• Vorgegebener Text:
Eng damit verbunden ist seine Vorstellung, wie das angeschlagene Vertrauen in die Sicherheitsbehörden und den Rechtsstaat wieder gestärkt werden könnte. "Wir sind eine offene freiheitliche Gesellschaft", so der frühere Fraktionschef. "Es hat in der Bundesrepublik Deutschland niemand das Recht, eine eigene Rechtsordnung parallel zu der, die wir haben, zu entwickeln oder durchzusetzen."

Und schließlich äußert sich Merz zum Umgang mit Trump und der aktuellen amerikanischen Regierung. Amerikaner, so Merz, würden einen nur ernst nehmen, wenn man selbstbewusst auftrete. "Die Amerikaner verachten eine devote Haltung. Sie respektieren uns, wenn wir klar und deutlich unsere Position einnehmen." Merz will gerade mit der Außenpolitik punkten. Detaillierte Pläne hat er allerdings nicht in der Schublade.

• Bereitgestellte Daten:

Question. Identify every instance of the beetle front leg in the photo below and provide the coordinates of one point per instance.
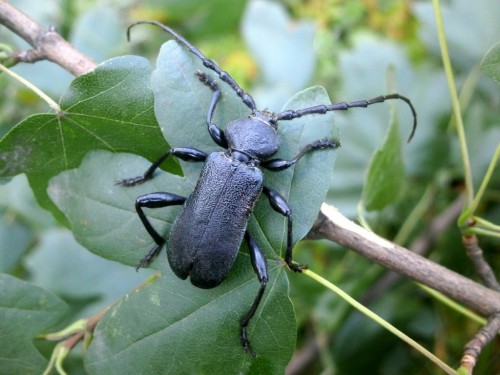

• Ziel der Aufgabe: Schreibe den Text über die Aussagen von Merz zu Rechtsstaat und Außenpolitik im Anschluss an seinen letzten Satz weiter.

• Ergebnis der Übung:
Was hat gefehlt? Eine Antwort auf die Frage, wie er es schaffen will, die Partei tatsächlich weiblicher zu machen. Zur Einführung einer Quote sagt Merz, es sei für die eigene Glaubwürdigkeit wichtig, in dieser Frage nicht nur auf die Aufsichtsräte in Unternehmen zu zeigen, sondern erst mal in der öffentlichen Verwaltung anzufangen - sei es in Behörden oder öffentlichen Unternehmen. Ob Merz damit das Versprechen abgibt, genau das im Falle eines Erfolges anzustreben und durchzusetzen, bleibt unbeantwortet. Offen ausgesprochen hat er das so jedenfalls nicht.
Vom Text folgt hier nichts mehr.